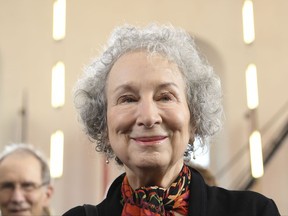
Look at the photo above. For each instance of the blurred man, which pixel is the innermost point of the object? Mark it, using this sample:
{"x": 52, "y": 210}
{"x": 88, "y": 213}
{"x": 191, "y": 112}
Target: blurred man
{"x": 25, "y": 184}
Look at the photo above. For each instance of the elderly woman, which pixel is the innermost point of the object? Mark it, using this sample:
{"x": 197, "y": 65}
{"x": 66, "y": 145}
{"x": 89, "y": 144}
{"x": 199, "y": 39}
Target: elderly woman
{"x": 143, "y": 102}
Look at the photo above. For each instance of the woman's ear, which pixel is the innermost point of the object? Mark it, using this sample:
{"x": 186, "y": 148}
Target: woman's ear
{"x": 48, "y": 194}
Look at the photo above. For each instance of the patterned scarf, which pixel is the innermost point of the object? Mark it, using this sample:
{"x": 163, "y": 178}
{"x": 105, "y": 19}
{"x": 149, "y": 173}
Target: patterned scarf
{"x": 156, "y": 201}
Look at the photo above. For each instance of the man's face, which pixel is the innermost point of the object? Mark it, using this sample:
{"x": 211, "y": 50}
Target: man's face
{"x": 22, "y": 191}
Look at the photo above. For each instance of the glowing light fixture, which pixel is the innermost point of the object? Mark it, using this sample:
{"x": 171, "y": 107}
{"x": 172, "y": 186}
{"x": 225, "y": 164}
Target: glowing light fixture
{"x": 56, "y": 154}
{"x": 248, "y": 22}
{"x": 59, "y": 19}
{"x": 256, "y": 155}
{"x": 58, "y": 85}
{"x": 252, "y": 87}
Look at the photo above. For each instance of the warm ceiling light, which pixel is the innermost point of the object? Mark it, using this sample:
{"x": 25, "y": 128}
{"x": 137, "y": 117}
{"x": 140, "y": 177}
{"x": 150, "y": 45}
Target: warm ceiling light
{"x": 248, "y": 22}
{"x": 252, "y": 87}
{"x": 256, "y": 155}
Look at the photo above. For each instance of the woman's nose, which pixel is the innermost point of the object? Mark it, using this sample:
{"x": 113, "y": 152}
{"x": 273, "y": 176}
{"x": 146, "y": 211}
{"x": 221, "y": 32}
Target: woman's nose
{"x": 148, "y": 114}
{"x": 18, "y": 195}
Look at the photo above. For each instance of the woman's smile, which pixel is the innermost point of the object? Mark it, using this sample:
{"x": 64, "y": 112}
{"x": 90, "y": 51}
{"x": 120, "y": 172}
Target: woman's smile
{"x": 148, "y": 118}
{"x": 150, "y": 140}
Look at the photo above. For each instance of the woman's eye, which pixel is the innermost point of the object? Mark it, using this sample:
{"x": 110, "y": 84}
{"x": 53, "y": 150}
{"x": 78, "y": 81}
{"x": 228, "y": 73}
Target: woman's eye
{"x": 166, "y": 97}
{"x": 126, "y": 99}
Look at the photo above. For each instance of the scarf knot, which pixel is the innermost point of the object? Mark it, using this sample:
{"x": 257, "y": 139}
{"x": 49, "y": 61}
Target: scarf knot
{"x": 157, "y": 201}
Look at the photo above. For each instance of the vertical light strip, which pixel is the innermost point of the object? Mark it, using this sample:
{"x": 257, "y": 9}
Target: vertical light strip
{"x": 252, "y": 87}
{"x": 58, "y": 85}
{"x": 256, "y": 155}
{"x": 248, "y": 22}
{"x": 56, "y": 154}
{"x": 59, "y": 19}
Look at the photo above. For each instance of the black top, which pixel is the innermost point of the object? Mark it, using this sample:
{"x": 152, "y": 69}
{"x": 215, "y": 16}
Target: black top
{"x": 204, "y": 200}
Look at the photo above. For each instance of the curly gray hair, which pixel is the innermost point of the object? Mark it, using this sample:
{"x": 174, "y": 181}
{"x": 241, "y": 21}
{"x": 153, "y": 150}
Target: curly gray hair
{"x": 203, "y": 86}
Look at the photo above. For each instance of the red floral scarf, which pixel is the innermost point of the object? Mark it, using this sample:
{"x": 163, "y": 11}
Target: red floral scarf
{"x": 157, "y": 201}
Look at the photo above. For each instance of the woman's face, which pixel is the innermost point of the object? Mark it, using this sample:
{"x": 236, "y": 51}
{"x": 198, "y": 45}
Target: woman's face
{"x": 148, "y": 116}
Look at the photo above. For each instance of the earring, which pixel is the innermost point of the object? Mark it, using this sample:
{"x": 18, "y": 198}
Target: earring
{"x": 193, "y": 151}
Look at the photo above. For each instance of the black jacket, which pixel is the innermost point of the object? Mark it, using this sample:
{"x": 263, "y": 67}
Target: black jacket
{"x": 203, "y": 201}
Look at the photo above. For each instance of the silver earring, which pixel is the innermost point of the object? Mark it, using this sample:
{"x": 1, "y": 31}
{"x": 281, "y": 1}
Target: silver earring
{"x": 193, "y": 151}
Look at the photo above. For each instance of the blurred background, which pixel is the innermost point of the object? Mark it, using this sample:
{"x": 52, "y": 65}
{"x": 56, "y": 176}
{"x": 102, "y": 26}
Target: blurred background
{"x": 45, "y": 44}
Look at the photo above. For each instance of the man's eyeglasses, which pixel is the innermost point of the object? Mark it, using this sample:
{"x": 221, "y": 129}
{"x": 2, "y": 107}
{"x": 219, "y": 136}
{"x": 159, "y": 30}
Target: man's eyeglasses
{"x": 26, "y": 187}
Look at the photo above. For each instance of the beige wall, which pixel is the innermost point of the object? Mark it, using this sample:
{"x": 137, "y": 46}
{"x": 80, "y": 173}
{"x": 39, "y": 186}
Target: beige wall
{"x": 27, "y": 54}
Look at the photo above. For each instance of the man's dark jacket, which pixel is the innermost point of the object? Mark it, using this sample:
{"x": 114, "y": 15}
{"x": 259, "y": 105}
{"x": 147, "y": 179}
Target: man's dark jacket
{"x": 204, "y": 200}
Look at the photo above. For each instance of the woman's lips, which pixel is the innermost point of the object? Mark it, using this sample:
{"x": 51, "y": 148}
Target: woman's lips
{"x": 151, "y": 139}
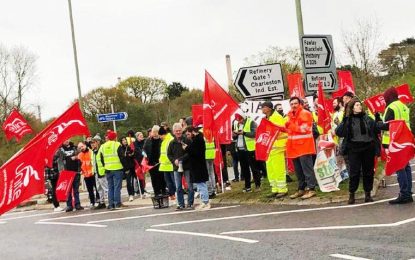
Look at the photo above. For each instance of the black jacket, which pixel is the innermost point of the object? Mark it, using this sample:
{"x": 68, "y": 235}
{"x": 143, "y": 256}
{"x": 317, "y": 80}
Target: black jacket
{"x": 196, "y": 151}
{"x": 175, "y": 151}
{"x": 374, "y": 131}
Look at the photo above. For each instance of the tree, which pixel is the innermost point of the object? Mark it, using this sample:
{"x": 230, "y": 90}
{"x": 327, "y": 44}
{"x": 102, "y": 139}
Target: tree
{"x": 145, "y": 89}
{"x": 175, "y": 89}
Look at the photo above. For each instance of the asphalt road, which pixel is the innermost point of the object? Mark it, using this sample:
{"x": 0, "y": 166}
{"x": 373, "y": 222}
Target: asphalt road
{"x": 369, "y": 231}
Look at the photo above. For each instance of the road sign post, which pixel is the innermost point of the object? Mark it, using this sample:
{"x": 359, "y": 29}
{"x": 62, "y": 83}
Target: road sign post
{"x": 318, "y": 63}
{"x": 264, "y": 81}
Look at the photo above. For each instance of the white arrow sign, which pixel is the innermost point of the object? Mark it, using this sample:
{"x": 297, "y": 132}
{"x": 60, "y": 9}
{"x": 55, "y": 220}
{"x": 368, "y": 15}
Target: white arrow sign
{"x": 260, "y": 81}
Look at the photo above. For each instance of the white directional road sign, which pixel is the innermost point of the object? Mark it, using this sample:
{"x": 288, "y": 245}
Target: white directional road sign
{"x": 319, "y": 63}
{"x": 261, "y": 81}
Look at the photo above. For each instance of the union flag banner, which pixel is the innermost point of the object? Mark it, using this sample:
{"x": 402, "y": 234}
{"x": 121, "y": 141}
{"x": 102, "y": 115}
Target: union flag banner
{"x": 64, "y": 185}
{"x": 265, "y": 136}
{"x": 401, "y": 147}
{"x": 16, "y": 126}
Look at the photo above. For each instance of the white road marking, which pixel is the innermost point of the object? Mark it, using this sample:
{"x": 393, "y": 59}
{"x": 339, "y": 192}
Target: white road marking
{"x": 159, "y": 214}
{"x": 94, "y": 214}
{"x": 395, "y": 224}
{"x": 348, "y": 257}
{"x": 270, "y": 213}
{"x": 31, "y": 216}
{"x": 250, "y": 241}
{"x": 70, "y": 224}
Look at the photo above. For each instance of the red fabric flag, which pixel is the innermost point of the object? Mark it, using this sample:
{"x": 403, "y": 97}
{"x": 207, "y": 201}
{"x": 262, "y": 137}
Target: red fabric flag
{"x": 69, "y": 124}
{"x": 218, "y": 108}
{"x": 197, "y": 114}
{"x": 22, "y": 177}
{"x": 404, "y": 94}
{"x": 323, "y": 114}
{"x": 16, "y": 126}
{"x": 401, "y": 147}
{"x": 295, "y": 85}
{"x": 264, "y": 138}
{"x": 376, "y": 103}
{"x": 64, "y": 184}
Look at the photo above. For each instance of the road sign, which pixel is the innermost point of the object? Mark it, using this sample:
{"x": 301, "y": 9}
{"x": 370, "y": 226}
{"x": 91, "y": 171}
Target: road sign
{"x": 318, "y": 62}
{"x": 261, "y": 81}
{"x": 102, "y": 118}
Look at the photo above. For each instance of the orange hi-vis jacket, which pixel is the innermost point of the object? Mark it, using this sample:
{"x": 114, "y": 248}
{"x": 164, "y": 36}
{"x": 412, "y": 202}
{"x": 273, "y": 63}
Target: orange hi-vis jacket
{"x": 300, "y": 133}
{"x": 86, "y": 163}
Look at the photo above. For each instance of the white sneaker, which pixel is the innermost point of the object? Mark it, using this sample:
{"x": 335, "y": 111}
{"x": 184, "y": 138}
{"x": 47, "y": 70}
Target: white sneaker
{"x": 57, "y": 209}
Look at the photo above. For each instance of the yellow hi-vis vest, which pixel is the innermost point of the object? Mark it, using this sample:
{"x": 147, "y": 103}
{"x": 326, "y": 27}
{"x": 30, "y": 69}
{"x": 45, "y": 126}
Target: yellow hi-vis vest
{"x": 165, "y": 164}
{"x": 109, "y": 151}
{"x": 249, "y": 142}
{"x": 401, "y": 112}
{"x": 97, "y": 163}
{"x": 281, "y": 140}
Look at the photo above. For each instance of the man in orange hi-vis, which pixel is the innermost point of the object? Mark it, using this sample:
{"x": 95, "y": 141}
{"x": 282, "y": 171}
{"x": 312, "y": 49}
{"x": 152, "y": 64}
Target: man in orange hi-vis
{"x": 301, "y": 147}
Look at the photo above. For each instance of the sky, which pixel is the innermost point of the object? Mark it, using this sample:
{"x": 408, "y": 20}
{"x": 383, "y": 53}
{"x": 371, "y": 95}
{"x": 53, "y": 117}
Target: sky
{"x": 175, "y": 40}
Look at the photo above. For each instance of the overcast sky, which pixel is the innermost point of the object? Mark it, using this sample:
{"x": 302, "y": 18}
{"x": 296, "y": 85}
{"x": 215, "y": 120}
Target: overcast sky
{"x": 172, "y": 39}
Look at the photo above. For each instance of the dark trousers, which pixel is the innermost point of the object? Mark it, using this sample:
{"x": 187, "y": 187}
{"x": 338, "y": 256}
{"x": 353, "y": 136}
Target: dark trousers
{"x": 129, "y": 177}
{"x": 235, "y": 162}
{"x": 361, "y": 162}
{"x": 248, "y": 164}
{"x": 53, "y": 182}
{"x": 225, "y": 164}
{"x": 304, "y": 171}
{"x": 90, "y": 183}
{"x": 157, "y": 180}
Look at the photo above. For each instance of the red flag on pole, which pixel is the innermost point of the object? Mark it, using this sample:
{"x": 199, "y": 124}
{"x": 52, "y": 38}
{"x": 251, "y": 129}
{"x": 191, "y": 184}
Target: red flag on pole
{"x": 197, "y": 114}
{"x": 218, "y": 108}
{"x": 404, "y": 94}
{"x": 264, "y": 139}
{"x": 401, "y": 147}
{"x": 295, "y": 85}
{"x": 16, "y": 126}
{"x": 22, "y": 177}
{"x": 376, "y": 103}
{"x": 323, "y": 114}
{"x": 64, "y": 184}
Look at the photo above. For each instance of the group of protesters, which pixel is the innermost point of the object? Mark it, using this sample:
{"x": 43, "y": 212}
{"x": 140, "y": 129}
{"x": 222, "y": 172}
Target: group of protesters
{"x": 180, "y": 159}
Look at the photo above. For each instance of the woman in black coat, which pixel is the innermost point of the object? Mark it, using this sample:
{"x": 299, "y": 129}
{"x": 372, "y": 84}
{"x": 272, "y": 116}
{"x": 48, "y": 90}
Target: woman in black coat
{"x": 361, "y": 144}
{"x": 198, "y": 170}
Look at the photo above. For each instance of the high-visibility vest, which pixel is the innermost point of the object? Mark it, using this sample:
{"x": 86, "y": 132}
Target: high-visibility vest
{"x": 165, "y": 164}
{"x": 401, "y": 112}
{"x": 97, "y": 163}
{"x": 281, "y": 140}
{"x": 109, "y": 152}
{"x": 249, "y": 142}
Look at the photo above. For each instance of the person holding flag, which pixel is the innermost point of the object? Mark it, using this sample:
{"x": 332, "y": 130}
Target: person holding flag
{"x": 396, "y": 110}
{"x": 276, "y": 166}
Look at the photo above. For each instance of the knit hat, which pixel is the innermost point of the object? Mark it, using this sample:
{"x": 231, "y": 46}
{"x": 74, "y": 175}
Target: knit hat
{"x": 111, "y": 135}
{"x": 267, "y": 104}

TASK BRIEF: Format the rows from the line containing "of the high-visibility" through the end of the records as a JSON list of strings, one string per line, omitting blank lines.

COMPLETE OUTPUT:
[
  "Look at the photo above. For each instance of the high-visibility vest, which pixel is the innermost point of the object? Mark it, using this sample:",
  "{\"x\": 86, \"y\": 132}",
  "Target: high-visibility vest",
  "{\"x\": 165, \"y\": 164}",
  "{\"x\": 401, \"y\": 112}",
  "{\"x\": 97, \"y\": 163}",
  "{\"x\": 281, \"y\": 140}",
  "{\"x\": 109, \"y\": 152}",
  "{\"x\": 249, \"y\": 142}",
  "Look at the photo above. For each instance of the person holding flag, which pixel is the innermost point of the object? Mark it, using this sample:",
  "{\"x\": 332, \"y\": 130}",
  "Target: person holding flag",
  "{\"x\": 396, \"y\": 110}",
  "{\"x\": 276, \"y\": 166}",
  "Look at the photo above. For each instance of the knit hat, which pixel is the innermost point of the object? Mark it, using this sample:",
  "{\"x\": 231, \"y\": 46}",
  "{\"x\": 74, \"y\": 175}",
  "Target: knit hat",
  "{\"x\": 111, \"y\": 135}",
  "{\"x\": 267, \"y\": 104}"
]